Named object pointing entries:
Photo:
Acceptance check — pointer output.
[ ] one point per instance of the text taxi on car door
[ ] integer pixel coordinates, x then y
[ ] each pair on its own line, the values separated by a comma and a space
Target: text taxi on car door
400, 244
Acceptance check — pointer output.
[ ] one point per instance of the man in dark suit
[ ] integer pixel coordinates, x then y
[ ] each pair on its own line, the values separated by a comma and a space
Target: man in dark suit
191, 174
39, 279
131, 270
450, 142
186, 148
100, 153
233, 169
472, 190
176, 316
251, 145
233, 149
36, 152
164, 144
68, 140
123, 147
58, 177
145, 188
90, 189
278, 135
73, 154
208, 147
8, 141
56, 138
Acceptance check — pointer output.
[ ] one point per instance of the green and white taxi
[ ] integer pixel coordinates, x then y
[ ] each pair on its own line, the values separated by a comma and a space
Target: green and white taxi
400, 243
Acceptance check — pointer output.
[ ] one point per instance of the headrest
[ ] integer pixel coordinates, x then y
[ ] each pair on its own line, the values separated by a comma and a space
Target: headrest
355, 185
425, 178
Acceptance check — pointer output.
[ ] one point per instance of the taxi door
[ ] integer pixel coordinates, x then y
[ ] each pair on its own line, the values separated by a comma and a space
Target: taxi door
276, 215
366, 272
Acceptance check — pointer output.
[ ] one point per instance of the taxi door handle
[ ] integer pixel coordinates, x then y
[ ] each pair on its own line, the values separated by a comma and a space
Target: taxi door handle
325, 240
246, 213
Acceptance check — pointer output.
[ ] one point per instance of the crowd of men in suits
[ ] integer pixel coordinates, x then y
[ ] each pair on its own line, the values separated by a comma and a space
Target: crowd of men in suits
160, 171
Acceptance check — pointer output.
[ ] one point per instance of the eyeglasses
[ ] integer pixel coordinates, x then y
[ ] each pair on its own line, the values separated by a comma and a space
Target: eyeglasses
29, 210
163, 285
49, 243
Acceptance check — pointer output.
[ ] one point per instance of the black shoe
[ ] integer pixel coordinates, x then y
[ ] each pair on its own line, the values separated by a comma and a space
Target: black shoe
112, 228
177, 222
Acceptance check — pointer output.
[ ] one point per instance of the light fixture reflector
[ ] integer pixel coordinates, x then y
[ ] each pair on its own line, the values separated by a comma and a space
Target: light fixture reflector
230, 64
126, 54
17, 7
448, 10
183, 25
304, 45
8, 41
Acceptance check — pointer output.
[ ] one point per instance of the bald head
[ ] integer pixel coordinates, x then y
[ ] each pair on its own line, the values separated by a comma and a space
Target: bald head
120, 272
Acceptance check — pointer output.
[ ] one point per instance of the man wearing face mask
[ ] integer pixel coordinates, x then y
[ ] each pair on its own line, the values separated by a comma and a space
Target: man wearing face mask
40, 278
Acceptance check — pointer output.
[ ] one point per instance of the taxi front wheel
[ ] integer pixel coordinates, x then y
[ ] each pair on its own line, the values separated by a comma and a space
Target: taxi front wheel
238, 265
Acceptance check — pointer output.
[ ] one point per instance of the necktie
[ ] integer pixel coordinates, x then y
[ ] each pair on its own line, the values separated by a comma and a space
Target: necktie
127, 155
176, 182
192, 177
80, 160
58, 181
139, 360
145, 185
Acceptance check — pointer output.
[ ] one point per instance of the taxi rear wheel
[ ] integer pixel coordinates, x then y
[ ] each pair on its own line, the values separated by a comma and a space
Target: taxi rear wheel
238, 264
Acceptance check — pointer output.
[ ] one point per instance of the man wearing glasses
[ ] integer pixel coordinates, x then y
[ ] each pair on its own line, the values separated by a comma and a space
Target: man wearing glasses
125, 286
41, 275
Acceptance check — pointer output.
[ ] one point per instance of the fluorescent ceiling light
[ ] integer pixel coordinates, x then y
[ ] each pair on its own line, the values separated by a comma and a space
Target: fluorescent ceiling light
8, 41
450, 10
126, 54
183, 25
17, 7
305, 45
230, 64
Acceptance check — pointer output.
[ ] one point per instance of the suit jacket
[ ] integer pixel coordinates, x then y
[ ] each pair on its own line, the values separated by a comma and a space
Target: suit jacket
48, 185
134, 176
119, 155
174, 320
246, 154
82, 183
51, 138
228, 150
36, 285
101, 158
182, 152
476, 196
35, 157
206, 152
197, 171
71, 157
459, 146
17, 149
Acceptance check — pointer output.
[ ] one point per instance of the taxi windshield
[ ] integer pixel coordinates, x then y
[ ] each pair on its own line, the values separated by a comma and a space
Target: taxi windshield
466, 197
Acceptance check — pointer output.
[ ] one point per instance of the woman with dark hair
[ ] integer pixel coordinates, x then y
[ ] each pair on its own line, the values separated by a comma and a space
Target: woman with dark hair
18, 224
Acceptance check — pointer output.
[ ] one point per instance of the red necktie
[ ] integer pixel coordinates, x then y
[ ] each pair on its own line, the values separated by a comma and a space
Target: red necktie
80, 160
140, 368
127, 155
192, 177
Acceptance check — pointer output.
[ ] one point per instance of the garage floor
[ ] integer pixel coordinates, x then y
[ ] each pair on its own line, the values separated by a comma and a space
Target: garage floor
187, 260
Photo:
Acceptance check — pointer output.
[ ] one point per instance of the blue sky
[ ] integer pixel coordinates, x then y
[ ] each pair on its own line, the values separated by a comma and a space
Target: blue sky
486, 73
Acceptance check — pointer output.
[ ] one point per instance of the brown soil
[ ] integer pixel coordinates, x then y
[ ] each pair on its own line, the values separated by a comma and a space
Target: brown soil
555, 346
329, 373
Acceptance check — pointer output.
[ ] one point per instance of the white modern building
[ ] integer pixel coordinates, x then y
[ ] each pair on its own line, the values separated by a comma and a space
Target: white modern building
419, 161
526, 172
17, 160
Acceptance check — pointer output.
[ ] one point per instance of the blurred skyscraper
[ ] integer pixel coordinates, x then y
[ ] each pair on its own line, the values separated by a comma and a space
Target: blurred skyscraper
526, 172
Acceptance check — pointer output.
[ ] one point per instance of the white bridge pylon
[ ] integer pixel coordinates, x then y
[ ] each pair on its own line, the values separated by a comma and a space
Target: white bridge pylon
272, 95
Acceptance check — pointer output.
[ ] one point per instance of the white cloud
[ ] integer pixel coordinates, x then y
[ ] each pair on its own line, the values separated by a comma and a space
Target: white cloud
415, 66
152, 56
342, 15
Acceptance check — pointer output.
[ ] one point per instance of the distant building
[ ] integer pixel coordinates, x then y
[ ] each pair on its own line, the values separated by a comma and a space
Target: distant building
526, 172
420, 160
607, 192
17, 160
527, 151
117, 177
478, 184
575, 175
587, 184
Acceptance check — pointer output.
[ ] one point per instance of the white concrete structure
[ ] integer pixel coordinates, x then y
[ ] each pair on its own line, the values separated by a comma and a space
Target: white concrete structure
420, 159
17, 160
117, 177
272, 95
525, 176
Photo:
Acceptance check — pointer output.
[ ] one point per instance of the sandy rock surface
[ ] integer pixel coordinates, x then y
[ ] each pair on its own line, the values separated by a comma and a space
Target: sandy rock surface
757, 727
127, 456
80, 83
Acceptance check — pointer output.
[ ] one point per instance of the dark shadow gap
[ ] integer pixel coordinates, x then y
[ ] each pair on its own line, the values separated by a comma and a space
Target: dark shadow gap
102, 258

▶ Directions
All of the entries above should be written out again exactly.

▶ Result for this exercise
Photo:
Acceptance check — pointer output.
[ ] one point per instance of the text taxi on car door
[ ] integer pixel coordinates, x then y
[ ] each pair on its own line, the values separated by a comma and a space
Target: text taxi on car door
400, 244
Acceptance check — pointer output.
[ ] one point per instance of the man in dark suit
[ ] integer pixel coordinates, x then y
[ ] each pair on its own line, the values separated by a comma and a space
Target: man in dark suit
191, 174
39, 279
131, 270
450, 142
186, 148
100, 153
233, 169
472, 190
176, 316
251, 145
233, 149
36, 152
164, 144
68, 140
123, 147
58, 177
145, 188
90, 189
278, 135
73, 154
208, 147
8, 141
56, 138
Acceptance check — pointer output.
[ ] one point per instance of the green and white taxi
[ ] integer pixel coordinates, x then y
[ ] each pair on its own line, the values separated by a comma and a space
Target: green and white taxi
400, 243
Acceptance check — pointer output.
[ ] one point per instance of the headrest
[ ] integer pixel coordinates, x then y
[ ] each pair on its own line, the values separated by a comma and a space
Target: headrest
355, 185
425, 178
Acceptance check — pointer output.
[ ] one point per instance of the taxi door
[ ] integer pixel coordinates, x then y
[ ] each pair on its own line, the values separated by a comma and a space
Target: taxi door
276, 215
366, 272
Acceptance check — pointer output.
[ ] one point per instance of the taxi door handle
[ ] integer pixel coordinates, x then y
[ ] each pair on its own line, the values separated by a comma and a space
Target: taxi door handle
325, 240
246, 213
Acceptance check — pointer output.
[ ] one point per instance of the crowd of men in suits
[ ] integer pixel coordinates, x then y
[ ] each pair on its own line, the values separated by a comma and a space
Target: crowd of men in suits
160, 171
Acceptance check — pointer output.
[ ] one point per instance of the eyeglasses
[ ] integer pixel coordinates, x then y
[ ] each pair on its own line, the values separated by a comma and a space
Target: eyeglasses
29, 210
163, 285
49, 243
Acceptance check — pointer output.
[ ] one point per instance of the black shoe
[ ] integer pixel coordinates, x then y
[ ] each pair on its own line, the values separated by a comma and a space
Target: black shoe
112, 228
177, 222
Acceptance check — pointer output.
[ ] one point per instance of the light fixture reflector
[ ] integer pixel coordinates, x then y
[ ] each pair on its own line, the values separated by a comma and a space
Target: light fixture reflector
230, 64
126, 54
17, 7
448, 10
183, 25
304, 45
8, 41
Acceptance check — pointer output.
[ ] one point per instance of the bald head
[ ] integer pixel coordinates, x then y
[ ] each pair on its own line, the values separated by a comma and a space
Target: bald head
120, 272
Acceptance check — pointer output.
[ ] one point per instance of the man wearing face mask
[ ] integer pixel coordinates, x then y
[ ] each pair on its own line, the values separated by a comma and a space
Target: man wearing face mask
40, 278
Acceptance check — pointer output.
[ ] one point per instance of the taxi front wheel
[ ] integer pixel coordinates, x then y
[ ] each pair on its own line, the values separated by a comma and a space
Target: taxi front wheel
238, 265
Acceptance check — pointer output.
[ ] one point per instance of the necktie
[ ] integer pixel coordinates, x then y
[ ] each pair on its own line, the values separated by a comma and a space
Target: necktie
127, 155
176, 182
192, 177
80, 160
58, 181
139, 360
145, 185
Acceptance check — pointer output.
[ ] one point per instance of the taxi rear wheel
[ ] integer pixel coordinates, x then y
[ ] each pair on its own line, the values separated by a comma and a space
Target: taxi rear wheel
238, 264
Acceptance check — pointer output.
[ ] one point per instance of the man wearing glasses
[ ] integer pixel coordinates, x then y
[ ] each pair on its own line, the values separated by a comma and a space
Target: man wearing glasses
125, 286
41, 275
Acceptance check — pointer output.
[ ] one point per instance of the fluorescent ceiling light
[ ] integer pixel coordinates, x then y
[ ] each pair on its own line, the values separated by a comma and a space
Target: fluorescent ceiling light
8, 41
450, 10
126, 54
183, 25
17, 7
305, 45
230, 64
Acceptance check — pointer output.
[ ] one point per instance of the suit jacket
[ ] integer pixel coordinates, x then y
[ ] each pair on its own line, the values separated by a comma and a space
Target: suit jacket
48, 185
134, 176
119, 155
174, 320
246, 154
82, 183
51, 138
228, 150
36, 285
101, 158
182, 152
476, 196
35, 157
206, 152
197, 171
71, 157
459, 146
17, 149
Acceptance check — pointer output.
[ ] one point per instance of the taxi windshield
[ ] integer pixel coordinates, x then y
[ ] each pair on its own line, the values separated by a comma and a space
Target: taxi windshield
466, 197
Acceptance check — pointer output.
[ ] one point per instance of the woman with dark hair
[ ] integer pixel coordinates, x then y
[ ] each pair on its own line, the values separated by a comma and a space
Target: woman with dark hair
18, 224
Acceptance check — pointer output.
[ ] one point per instance of the red necktie
[ ] integer pixel coordinates, x then y
[ ] each pair on its own line, the values separated by a comma and a space
Target: red necktie
80, 160
140, 368
127, 155
192, 177
Acceptance check — pointer output.
[ ] one point per instance of the garage floor
[ ] integer pixel coordinates, x then y
[ ] each pair on its own line, the values separated by a comma and a space
Target: garage floor
187, 260
Photo:
Acceptance check — pointer output.
[ ] one point per instance of the blue sky
[ ] integer pixel coordinates, x then y
[ ] each pair on its own line, the values separated by a comma and a space
Target: blue sky
486, 73
Acceptance check — pointer output.
[ ] one point per instance of the brown soil
[ ] integer pixel coordinates, x then y
[ ] each pair on its own line, the values separated by a comma and a space
Target: brown soil
555, 346
329, 373
Acceptance check — pointer output.
[ ] one point per instance of the white modern building
[ ] integer pixel coordinates, x then y
[ ] each pair on its own line, the values separated by a comma and a space
Target: white modern building
419, 161
526, 172
17, 160
Acceptance check — pointer output.
[ ] one point per instance of the blurred skyscraper
[ ] integer pixel coordinates, x then y
[ ] each pair on its own line, the values separated by a comma and a space
Target: blurred skyscraper
526, 172
Acceptance check — pointer output.
[ ] one point per instance of the white bridge pylon
[ ] integer pixel coordinates, x then y
[ ] each pair on its own line, the values separated by a comma and a space
Target: white bridge pylon
272, 95
Acceptance check — pointer output.
[ ] one point per instance of the white cloud
[ ] integer pixel coordinates, x then y
[ ] each pair on its own line, the values separated by a comma and a space
Target: white cloud
415, 66
152, 56
342, 15
Acceptance check — pointer output.
[ ] one point per instance of the distant building
[ ] integer pixel coordinates, x then y
[ ] each pair on its own line, the values separated by a comma and a space
Target: distant building
526, 172
420, 160
607, 192
17, 160
527, 151
117, 177
478, 184
575, 175
587, 184
Acceptance check — pointer output.
[ ] one point per instance of the white concrete structure
[ ] integer pixel coordinates, x then y
[ ] each pair on its own line, the values separated by a comma and a space
Target: white concrete structure
420, 159
17, 160
117, 177
272, 95
525, 176
Photo:
Acceptance check — pointer output.
[ ] one point per instance of the sandy rock surface
[ ] integer pixel coordinates, x then y
[ ] each pair on its own line, the values separated by a comma and a space
Target: sandy rock surface
757, 727
127, 456
80, 83
Acceptance check — pointer output.
[ ] one point per instance of the dark shadow gap
[ ] integer pixel coordinates, x then y
[ ] each pair on its own line, the values separated by a comma and a space
Target: dark shadow gap
102, 258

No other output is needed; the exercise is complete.